= Goal =
Render the stretch from the start of the entries through the line containing "[343,563,403,621]" as a JSON list of strings, one string per line, with blank lines left out.

= Given data =
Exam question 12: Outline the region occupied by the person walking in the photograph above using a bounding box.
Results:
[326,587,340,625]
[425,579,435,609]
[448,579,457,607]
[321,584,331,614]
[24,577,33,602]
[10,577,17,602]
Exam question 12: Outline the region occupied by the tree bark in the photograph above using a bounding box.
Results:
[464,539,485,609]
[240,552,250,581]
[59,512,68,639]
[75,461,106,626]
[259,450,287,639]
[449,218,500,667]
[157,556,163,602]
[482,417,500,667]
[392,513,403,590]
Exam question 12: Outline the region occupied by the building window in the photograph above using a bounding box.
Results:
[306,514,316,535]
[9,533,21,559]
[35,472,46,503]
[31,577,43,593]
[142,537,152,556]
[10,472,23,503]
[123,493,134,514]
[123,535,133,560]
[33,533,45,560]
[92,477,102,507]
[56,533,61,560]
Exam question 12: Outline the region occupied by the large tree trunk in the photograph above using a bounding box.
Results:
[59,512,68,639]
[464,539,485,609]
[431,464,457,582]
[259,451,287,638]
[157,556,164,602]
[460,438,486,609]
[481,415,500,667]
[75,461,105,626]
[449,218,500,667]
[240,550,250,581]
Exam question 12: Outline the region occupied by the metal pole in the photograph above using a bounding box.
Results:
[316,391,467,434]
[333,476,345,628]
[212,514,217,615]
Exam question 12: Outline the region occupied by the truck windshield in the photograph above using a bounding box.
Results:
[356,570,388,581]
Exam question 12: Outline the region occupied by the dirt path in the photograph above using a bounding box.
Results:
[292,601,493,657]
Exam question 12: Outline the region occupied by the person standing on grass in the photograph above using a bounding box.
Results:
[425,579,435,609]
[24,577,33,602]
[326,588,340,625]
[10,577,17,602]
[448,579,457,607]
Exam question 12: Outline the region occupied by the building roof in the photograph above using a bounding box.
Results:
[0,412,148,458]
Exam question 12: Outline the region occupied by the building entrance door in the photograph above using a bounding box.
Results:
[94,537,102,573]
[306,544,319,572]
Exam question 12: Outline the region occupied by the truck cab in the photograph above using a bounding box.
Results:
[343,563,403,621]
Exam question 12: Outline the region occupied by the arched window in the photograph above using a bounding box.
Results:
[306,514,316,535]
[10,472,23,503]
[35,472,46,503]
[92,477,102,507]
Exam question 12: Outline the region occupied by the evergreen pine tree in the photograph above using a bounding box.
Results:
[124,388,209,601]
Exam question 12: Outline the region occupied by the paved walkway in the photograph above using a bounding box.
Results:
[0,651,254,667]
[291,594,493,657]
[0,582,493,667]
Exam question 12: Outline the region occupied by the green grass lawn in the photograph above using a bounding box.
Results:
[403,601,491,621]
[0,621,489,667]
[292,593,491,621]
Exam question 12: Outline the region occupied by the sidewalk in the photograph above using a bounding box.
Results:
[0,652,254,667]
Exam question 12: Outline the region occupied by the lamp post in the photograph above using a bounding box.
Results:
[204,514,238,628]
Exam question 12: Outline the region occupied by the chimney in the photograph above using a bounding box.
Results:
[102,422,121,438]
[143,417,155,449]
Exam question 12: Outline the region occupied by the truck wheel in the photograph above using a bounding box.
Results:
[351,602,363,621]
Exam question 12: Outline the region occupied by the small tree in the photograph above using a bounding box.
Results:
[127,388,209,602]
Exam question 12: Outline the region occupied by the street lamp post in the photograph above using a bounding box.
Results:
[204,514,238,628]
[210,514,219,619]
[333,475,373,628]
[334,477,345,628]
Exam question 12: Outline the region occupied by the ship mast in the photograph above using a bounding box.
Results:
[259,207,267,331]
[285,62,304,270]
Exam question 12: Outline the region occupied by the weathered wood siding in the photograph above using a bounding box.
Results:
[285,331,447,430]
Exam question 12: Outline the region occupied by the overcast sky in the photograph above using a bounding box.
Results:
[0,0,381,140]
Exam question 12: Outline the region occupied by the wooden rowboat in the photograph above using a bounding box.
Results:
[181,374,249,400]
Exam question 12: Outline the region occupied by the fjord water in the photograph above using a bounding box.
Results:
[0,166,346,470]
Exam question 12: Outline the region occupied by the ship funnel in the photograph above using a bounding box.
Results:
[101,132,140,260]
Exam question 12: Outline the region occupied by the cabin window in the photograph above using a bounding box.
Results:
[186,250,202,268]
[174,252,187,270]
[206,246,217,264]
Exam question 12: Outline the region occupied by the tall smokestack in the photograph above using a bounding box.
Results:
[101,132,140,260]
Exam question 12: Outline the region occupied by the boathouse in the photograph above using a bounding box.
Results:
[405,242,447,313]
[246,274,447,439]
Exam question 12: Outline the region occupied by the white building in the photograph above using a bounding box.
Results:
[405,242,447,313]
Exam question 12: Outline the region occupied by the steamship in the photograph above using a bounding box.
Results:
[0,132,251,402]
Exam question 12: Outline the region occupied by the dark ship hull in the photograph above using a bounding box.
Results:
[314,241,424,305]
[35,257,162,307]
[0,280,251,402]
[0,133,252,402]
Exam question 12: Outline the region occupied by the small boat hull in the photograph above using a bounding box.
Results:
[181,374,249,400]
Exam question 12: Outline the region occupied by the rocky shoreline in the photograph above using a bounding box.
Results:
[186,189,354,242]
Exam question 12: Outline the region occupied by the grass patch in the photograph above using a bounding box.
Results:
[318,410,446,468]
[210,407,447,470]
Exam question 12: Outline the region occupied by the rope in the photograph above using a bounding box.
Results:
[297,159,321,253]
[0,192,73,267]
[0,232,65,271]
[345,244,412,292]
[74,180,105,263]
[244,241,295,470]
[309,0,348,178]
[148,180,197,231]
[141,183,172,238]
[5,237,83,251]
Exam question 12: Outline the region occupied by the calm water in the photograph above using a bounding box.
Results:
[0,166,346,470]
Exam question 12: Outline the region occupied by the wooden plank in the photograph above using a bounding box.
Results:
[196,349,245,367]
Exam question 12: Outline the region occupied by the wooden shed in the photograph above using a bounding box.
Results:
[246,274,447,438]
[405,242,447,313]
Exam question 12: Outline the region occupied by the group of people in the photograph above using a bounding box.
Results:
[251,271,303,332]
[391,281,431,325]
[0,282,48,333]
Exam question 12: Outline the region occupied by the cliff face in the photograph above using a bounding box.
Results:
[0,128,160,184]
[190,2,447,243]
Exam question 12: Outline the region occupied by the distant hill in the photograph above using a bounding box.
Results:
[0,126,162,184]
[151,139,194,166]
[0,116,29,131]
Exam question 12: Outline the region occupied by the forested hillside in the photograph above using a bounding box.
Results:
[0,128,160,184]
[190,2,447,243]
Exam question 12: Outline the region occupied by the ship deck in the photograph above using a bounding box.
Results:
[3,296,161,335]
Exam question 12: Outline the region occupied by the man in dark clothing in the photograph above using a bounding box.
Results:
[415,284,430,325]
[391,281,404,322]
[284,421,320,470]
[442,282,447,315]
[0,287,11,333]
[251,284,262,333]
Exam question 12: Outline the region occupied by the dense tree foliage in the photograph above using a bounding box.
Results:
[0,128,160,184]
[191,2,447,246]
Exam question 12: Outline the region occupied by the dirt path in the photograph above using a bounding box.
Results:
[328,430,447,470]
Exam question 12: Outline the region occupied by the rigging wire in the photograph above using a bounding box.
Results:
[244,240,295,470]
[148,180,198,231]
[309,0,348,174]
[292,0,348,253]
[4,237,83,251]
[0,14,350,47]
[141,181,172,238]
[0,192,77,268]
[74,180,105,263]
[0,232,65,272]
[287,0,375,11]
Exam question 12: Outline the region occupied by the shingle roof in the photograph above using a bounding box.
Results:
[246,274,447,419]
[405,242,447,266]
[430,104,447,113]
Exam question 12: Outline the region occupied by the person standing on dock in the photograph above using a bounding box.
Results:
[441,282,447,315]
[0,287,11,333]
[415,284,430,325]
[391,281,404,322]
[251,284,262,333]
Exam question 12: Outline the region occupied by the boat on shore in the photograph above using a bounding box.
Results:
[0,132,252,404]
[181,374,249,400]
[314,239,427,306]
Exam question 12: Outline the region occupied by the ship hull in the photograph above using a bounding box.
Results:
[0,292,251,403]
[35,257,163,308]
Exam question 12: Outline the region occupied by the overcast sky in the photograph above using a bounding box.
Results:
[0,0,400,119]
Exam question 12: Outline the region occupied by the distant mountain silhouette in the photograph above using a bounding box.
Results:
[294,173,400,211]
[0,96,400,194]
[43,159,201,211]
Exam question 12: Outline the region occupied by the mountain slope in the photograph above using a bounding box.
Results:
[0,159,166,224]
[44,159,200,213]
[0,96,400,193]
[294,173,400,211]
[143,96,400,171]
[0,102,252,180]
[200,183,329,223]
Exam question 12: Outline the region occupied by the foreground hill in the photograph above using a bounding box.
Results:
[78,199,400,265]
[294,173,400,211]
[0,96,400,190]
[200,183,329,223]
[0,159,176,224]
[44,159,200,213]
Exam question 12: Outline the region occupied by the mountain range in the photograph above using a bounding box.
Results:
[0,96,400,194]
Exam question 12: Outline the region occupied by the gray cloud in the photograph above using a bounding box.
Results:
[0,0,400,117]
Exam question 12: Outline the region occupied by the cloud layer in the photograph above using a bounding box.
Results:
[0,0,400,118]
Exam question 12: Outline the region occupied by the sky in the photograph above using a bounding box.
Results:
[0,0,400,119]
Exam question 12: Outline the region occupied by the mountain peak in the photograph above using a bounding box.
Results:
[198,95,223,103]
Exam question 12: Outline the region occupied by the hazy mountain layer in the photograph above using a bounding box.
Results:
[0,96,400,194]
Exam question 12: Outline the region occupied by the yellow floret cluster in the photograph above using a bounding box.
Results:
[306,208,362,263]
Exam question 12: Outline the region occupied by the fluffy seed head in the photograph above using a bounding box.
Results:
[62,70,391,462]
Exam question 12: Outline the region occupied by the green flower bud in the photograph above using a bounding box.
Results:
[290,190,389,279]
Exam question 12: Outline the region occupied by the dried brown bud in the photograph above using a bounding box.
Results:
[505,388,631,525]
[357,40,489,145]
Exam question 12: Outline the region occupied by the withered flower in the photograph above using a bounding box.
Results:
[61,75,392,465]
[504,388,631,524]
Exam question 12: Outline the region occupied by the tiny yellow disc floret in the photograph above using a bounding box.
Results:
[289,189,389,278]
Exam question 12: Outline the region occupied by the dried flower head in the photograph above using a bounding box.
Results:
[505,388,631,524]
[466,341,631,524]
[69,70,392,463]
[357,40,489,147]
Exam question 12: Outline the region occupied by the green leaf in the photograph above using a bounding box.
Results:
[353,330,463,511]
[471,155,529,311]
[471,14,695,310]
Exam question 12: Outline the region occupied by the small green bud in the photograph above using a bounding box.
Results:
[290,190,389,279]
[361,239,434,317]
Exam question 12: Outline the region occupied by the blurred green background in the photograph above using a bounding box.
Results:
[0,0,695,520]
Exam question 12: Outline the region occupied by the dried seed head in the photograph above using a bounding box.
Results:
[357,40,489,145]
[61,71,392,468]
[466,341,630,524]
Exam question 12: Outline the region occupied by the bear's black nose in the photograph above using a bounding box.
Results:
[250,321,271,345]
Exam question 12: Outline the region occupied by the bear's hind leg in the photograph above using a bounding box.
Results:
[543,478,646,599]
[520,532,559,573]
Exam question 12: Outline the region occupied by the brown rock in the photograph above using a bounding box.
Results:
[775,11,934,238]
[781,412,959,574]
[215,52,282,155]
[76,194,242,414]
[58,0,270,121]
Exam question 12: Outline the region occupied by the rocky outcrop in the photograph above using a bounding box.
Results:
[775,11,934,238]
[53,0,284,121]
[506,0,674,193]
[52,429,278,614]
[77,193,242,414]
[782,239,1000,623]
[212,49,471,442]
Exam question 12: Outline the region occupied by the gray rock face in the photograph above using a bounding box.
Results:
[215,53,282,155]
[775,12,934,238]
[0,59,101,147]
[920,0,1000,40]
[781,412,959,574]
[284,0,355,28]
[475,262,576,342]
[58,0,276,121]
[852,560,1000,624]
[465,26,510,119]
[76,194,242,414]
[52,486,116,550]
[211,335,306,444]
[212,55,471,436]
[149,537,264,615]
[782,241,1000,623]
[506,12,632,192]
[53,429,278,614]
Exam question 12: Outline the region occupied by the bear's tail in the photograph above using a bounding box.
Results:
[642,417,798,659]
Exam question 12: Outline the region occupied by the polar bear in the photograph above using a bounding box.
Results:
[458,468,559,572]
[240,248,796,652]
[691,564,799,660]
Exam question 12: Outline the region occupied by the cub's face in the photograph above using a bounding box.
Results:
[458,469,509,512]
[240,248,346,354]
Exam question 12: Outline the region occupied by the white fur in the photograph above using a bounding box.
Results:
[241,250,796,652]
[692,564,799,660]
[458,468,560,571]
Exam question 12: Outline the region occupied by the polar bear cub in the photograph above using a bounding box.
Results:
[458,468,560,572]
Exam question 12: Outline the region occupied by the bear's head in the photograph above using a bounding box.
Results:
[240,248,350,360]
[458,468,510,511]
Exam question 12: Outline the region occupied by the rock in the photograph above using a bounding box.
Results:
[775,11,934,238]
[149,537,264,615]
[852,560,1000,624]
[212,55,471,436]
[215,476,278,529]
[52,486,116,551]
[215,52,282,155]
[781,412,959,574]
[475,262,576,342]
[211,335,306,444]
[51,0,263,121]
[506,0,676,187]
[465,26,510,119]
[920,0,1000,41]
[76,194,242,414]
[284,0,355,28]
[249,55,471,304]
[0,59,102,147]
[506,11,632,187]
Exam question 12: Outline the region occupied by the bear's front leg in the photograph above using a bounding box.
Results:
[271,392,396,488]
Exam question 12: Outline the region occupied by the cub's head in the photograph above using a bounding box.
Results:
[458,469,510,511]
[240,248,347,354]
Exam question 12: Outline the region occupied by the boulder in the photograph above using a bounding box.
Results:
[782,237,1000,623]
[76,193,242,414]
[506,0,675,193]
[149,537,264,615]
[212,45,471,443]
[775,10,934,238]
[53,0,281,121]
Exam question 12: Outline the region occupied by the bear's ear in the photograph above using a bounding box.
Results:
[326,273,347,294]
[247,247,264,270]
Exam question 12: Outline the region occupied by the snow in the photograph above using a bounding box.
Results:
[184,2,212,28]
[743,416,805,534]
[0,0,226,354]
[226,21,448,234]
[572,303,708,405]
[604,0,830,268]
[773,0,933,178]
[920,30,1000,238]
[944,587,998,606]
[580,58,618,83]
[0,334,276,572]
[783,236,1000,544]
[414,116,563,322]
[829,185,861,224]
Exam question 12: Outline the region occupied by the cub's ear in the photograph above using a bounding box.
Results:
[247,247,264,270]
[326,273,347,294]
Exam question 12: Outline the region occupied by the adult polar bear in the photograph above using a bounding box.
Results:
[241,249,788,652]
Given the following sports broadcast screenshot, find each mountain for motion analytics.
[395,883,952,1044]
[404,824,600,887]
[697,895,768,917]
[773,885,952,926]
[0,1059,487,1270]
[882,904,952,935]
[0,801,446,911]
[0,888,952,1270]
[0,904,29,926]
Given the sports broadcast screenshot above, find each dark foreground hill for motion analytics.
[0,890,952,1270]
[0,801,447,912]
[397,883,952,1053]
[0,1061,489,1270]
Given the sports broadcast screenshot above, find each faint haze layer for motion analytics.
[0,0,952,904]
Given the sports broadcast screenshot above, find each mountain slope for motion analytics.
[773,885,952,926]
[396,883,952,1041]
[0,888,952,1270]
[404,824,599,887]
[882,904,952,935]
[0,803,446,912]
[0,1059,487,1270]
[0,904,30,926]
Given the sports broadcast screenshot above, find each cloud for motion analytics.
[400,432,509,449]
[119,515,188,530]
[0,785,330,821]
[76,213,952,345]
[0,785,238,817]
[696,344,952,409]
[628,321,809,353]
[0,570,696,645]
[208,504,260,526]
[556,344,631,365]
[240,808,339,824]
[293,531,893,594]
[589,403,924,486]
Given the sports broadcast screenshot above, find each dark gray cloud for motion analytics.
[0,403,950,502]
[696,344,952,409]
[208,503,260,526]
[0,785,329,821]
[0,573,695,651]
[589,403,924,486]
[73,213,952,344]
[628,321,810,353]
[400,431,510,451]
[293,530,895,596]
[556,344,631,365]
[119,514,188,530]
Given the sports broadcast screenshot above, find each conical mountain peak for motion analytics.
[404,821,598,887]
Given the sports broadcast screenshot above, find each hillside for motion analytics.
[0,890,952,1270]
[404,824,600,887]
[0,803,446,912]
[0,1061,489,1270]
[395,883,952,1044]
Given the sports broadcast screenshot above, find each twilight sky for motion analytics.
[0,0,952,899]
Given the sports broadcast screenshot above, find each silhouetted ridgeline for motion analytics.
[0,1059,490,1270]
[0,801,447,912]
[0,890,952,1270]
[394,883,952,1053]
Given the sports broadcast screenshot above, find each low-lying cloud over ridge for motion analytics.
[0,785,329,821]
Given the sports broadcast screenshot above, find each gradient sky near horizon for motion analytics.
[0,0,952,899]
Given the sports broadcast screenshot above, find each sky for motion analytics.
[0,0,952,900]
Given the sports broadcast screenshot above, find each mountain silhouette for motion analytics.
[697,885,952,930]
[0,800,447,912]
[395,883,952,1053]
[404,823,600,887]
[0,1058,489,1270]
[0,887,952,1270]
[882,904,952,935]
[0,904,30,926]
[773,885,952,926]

= Solution to the exercise =
[
  "Exam question 12: Outline the region occupied by the person walking in the photograph above using a bounding box.",
  "Results:",
  "[326,587,340,625]",
  "[425,579,435,609]",
  "[448,579,457,607]",
  "[321,584,331,614]",
  "[24,577,33,602]",
  "[10,577,17,602]",
  "Exam question 12: Outline the region occupied by the tree bark in the photograph above using a bounding box.",
  "Results:",
  "[464,539,485,609]",
  "[240,552,250,581]",
  "[59,512,68,639]",
  "[75,461,106,626]",
  "[259,450,287,639]",
  "[449,218,500,667]",
  "[157,556,163,602]",
  "[482,417,500,667]",
  "[392,513,403,590]",
  "Exam question 12: Outline the region occupied by the building window in the photograph above using a bounding box.",
  "Results:",
  "[306,514,316,535]",
  "[9,533,21,559]",
  "[35,472,46,503]",
  "[31,577,43,593]",
  "[142,537,152,556]",
  "[10,472,23,503]",
  "[123,493,134,514]",
  "[123,535,133,560]",
  "[33,533,45,560]",
  "[92,477,102,507]",
  "[56,533,61,560]",
  "Exam question 12: Outline the region occupied by the large tree trunk in the photograph above using a bounding box.",
  "Results:",
  "[59,512,68,639]",
  "[464,539,485,609]",
  "[431,464,457,582]",
  "[259,451,287,638]",
  "[157,556,164,602]",
  "[460,438,486,609]",
  "[481,415,500,667]",
  "[75,461,105,626]",
  "[449,218,500,667]",
  "[240,550,250,581]",
  "Exam question 12: Outline the region occupied by the metal pole in the photograph above using a bounding box.",
  "Results:",
  "[316,391,467,434]",
  "[333,476,345,628]",
  "[212,514,217,615]",
  "Exam question 12: Outline the region occupied by the truck windshield in the photograph above using a bounding box.",
  "Results:",
  "[356,570,388,581]",
  "Exam question 12: Outline the region occupied by the dirt path in the photograph above using a bounding box.",
  "Results:",
  "[292,601,493,657]",
  "Exam question 12: Outline the region occupied by the person standing on grass in the photograph above using a bounding box.",
  "Results:",
  "[425,579,435,609]",
  "[24,577,33,602]",
  "[326,588,340,625]",
  "[10,577,17,602]",
  "[448,579,457,607]",
  "Exam question 12: Outline the region occupied by the building roof in the photograph above using a bounding box.",
  "Results:",
  "[0,412,148,458]",
  "Exam question 12: Outline the region occupied by the building entrance door in the photograph above using a bounding box.",
  "Results:",
  "[94,537,102,573]",
  "[306,544,319,572]",
  "Exam question 12: Outline the region occupied by the truck cab in the photograph above using a bounding box.",
  "Results:",
  "[343,563,403,621]"
]